Problem statement: Revise the entries below by replacing every "bounding box" with "rectangle", keeping all other text unchanged.

Provided entries:
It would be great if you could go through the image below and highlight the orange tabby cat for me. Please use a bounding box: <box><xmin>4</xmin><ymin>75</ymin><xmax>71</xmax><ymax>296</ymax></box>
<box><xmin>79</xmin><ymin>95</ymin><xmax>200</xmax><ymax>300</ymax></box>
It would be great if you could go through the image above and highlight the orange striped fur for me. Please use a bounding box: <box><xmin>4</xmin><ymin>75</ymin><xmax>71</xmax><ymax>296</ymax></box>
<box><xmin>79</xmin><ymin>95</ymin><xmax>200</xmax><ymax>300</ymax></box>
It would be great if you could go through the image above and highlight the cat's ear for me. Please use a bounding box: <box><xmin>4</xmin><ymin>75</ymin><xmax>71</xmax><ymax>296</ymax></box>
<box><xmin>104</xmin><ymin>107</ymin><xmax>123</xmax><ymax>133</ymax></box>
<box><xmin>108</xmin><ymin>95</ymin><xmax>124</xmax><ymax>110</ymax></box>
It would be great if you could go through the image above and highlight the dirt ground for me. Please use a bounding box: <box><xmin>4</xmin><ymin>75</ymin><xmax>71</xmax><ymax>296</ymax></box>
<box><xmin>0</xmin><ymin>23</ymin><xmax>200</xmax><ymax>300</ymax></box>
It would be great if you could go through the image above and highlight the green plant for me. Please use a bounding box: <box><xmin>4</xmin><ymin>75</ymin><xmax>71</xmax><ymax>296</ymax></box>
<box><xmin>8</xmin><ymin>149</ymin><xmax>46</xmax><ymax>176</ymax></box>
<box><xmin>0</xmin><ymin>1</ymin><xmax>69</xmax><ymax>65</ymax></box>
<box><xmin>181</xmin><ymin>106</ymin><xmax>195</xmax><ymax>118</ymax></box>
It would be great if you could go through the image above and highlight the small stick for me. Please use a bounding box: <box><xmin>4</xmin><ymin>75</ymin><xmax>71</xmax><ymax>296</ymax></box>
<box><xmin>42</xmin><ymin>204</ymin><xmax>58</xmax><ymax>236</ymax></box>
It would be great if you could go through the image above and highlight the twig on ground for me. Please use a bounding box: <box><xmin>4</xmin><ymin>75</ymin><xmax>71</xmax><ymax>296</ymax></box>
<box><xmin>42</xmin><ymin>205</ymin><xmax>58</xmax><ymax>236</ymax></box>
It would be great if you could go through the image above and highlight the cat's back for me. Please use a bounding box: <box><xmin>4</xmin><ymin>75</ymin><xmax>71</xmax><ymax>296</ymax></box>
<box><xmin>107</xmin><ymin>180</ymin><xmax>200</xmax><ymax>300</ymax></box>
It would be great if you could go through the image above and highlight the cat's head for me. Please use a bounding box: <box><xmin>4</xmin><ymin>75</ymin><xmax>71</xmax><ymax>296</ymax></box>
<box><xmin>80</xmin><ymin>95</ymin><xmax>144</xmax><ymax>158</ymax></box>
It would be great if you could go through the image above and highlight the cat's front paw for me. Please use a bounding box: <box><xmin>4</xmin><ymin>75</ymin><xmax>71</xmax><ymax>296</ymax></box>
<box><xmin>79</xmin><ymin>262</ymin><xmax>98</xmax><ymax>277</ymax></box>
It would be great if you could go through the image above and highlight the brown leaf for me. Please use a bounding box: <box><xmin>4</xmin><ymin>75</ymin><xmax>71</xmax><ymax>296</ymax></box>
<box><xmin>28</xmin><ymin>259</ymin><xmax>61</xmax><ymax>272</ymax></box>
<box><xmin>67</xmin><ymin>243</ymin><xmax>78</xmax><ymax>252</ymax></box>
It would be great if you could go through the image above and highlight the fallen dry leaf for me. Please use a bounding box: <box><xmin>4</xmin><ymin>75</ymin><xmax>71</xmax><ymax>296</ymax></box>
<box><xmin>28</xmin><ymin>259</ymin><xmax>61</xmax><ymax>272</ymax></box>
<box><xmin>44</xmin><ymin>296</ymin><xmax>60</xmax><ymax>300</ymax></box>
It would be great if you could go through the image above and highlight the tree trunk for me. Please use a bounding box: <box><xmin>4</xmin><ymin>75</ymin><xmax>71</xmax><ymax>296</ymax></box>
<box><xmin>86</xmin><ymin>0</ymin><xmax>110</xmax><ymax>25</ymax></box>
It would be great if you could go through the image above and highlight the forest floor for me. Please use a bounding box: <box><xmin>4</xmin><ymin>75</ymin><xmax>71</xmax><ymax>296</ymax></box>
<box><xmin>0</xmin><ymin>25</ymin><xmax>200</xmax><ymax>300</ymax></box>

The output:
It would be great if you could go through the image below and highlight the orange tabby cat for me. Please use a rectangle: <box><xmin>4</xmin><ymin>75</ymin><xmax>71</xmax><ymax>296</ymax></box>
<box><xmin>79</xmin><ymin>95</ymin><xmax>200</xmax><ymax>300</ymax></box>
It would be great if you could go through the image above and highlight the orange striped fur for me. Please use a rectangle: <box><xmin>4</xmin><ymin>75</ymin><xmax>71</xmax><ymax>296</ymax></box>
<box><xmin>79</xmin><ymin>95</ymin><xmax>200</xmax><ymax>300</ymax></box>
It would be great if you could go through the image above and highlight the cat's ear for me. Please use a rectangle: <box><xmin>4</xmin><ymin>75</ymin><xmax>71</xmax><ymax>296</ymax></box>
<box><xmin>104</xmin><ymin>107</ymin><xmax>123</xmax><ymax>133</ymax></box>
<box><xmin>108</xmin><ymin>95</ymin><xmax>124</xmax><ymax>110</ymax></box>
It would be great if you could go through the image above and highlight the dirt ground for me. Please use a rectangle: <box><xmin>4</xmin><ymin>75</ymin><xmax>71</xmax><ymax>296</ymax></box>
<box><xmin>0</xmin><ymin>23</ymin><xmax>200</xmax><ymax>300</ymax></box>
It would be great if you could go through the image above and highlight the green plant for me. Please use a rectangle: <box><xmin>4</xmin><ymin>75</ymin><xmax>71</xmax><ymax>296</ymax></box>
<box><xmin>8</xmin><ymin>149</ymin><xmax>46</xmax><ymax>176</ymax></box>
<box><xmin>0</xmin><ymin>1</ymin><xmax>69</xmax><ymax>65</ymax></box>
<box><xmin>181</xmin><ymin>106</ymin><xmax>195</xmax><ymax>118</ymax></box>
It would be great if you could go through the image above and highlight the small stick for me. Please use a rectangle: <box><xmin>4</xmin><ymin>75</ymin><xmax>71</xmax><ymax>296</ymax></box>
<box><xmin>42</xmin><ymin>204</ymin><xmax>58</xmax><ymax>236</ymax></box>
It would be great if you could go through the image above and highlight the twig on ground for me. Please use a rectangle: <box><xmin>4</xmin><ymin>75</ymin><xmax>71</xmax><ymax>296</ymax></box>
<box><xmin>42</xmin><ymin>205</ymin><xmax>58</xmax><ymax>236</ymax></box>
It would be great if you could go through the image above and highlight the cat's back for me. Please use a rectangle: <box><xmin>4</xmin><ymin>75</ymin><xmax>71</xmax><ymax>296</ymax></box>
<box><xmin>107</xmin><ymin>180</ymin><xmax>200</xmax><ymax>300</ymax></box>
It would be great if you could go through the image above and highlight the cat's head for me. Please use a rectangle: <box><xmin>4</xmin><ymin>75</ymin><xmax>71</xmax><ymax>296</ymax></box>
<box><xmin>80</xmin><ymin>95</ymin><xmax>144</xmax><ymax>158</ymax></box>
It would be great if you could go through the image above and highlight the cat's front paw for me. Please use a rectangle: <box><xmin>4</xmin><ymin>75</ymin><xmax>71</xmax><ymax>296</ymax></box>
<box><xmin>79</xmin><ymin>262</ymin><xmax>98</xmax><ymax>277</ymax></box>
It would be great if you could go through the image above and highlight the brown leaf for me. Please use a rectangle: <box><xmin>4</xmin><ymin>75</ymin><xmax>71</xmax><ymax>296</ymax></box>
<box><xmin>28</xmin><ymin>259</ymin><xmax>61</xmax><ymax>272</ymax></box>
<box><xmin>67</xmin><ymin>243</ymin><xmax>78</xmax><ymax>252</ymax></box>
It would be great if you could go through the image above and highlight the fallen dry leaf for me. Please use a rectangle: <box><xmin>4</xmin><ymin>75</ymin><xmax>71</xmax><ymax>296</ymax></box>
<box><xmin>28</xmin><ymin>259</ymin><xmax>61</xmax><ymax>272</ymax></box>
<box><xmin>44</xmin><ymin>296</ymin><xmax>60</xmax><ymax>300</ymax></box>
It would be great if you could go through the image above and highlight the tree trunk for me. Please use a rectangle: <box><xmin>4</xmin><ymin>75</ymin><xmax>71</xmax><ymax>296</ymax></box>
<box><xmin>86</xmin><ymin>0</ymin><xmax>110</xmax><ymax>25</ymax></box>
It would be great if you could go through the image above and highlight the forest floor for me. Please use a rectangle: <box><xmin>4</xmin><ymin>75</ymin><xmax>71</xmax><ymax>296</ymax></box>
<box><xmin>0</xmin><ymin>25</ymin><xmax>200</xmax><ymax>300</ymax></box>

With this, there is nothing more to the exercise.